Excerpts from location labeling data
* * * * * * *
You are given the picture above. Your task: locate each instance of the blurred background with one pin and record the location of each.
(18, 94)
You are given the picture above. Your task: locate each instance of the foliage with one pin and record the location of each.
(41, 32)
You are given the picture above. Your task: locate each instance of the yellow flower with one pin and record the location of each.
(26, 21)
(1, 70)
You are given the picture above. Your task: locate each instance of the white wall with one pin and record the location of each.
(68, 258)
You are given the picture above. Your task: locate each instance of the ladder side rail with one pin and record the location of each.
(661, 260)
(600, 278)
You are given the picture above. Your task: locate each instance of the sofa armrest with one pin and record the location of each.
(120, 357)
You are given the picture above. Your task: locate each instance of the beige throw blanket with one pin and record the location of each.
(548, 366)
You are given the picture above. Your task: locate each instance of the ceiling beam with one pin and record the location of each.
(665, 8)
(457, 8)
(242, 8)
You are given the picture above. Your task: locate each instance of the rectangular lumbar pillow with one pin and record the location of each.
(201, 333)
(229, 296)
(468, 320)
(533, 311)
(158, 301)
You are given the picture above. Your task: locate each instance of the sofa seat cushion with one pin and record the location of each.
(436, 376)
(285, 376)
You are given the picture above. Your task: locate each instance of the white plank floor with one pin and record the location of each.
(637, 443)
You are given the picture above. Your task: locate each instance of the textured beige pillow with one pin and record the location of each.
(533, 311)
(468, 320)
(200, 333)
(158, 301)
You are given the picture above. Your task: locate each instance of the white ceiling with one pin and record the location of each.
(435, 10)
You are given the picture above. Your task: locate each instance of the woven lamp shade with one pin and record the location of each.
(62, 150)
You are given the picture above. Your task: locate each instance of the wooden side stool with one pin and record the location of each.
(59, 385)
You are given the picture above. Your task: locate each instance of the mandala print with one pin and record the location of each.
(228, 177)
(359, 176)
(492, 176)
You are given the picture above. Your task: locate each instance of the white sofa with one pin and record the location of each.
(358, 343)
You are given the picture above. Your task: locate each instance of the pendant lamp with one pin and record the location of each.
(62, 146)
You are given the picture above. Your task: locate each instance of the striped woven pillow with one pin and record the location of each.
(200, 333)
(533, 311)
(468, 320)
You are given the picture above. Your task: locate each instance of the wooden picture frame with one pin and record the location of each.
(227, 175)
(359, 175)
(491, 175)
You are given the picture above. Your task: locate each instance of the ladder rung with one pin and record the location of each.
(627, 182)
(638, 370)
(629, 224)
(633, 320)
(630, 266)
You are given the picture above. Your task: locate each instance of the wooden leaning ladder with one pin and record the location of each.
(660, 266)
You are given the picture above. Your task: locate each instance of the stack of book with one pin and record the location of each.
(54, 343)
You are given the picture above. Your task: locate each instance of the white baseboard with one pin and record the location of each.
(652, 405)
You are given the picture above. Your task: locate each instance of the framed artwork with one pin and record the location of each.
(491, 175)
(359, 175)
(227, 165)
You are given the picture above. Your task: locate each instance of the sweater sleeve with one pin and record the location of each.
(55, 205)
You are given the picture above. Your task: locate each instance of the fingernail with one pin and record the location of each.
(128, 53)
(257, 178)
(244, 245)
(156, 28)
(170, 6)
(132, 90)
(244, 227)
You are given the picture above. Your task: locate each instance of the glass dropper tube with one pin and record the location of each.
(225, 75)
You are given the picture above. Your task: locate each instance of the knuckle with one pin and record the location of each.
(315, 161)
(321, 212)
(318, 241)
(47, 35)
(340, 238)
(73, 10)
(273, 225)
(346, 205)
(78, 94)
* * * * * * *
• **Work to be completed**
Put the entries into a Markdown table with the columns Row and Line, beginning at the line that contains "of the glass" and stopping after the last line of the entries. Number each row and leave out blank lines.

• **Solved problem**
| Row | Line |
|---|---|
| 1 | You are given the picture above. Your task: locate each instance of the glass dropper tube with one pin and record the location of each. |
| 2 | (225, 75) |
| 3 | You are given the picture above. Your task: locate each instance of the knuckle with one pin and record the location of each. |
| 4 | (315, 161) |
| 5 | (321, 212) |
| 6 | (318, 241) |
| 7 | (47, 35) |
| 8 | (340, 238) |
| 9 | (73, 10) |
| 10 | (273, 225) |
| 11 | (346, 205) |
| 12 | (78, 94) |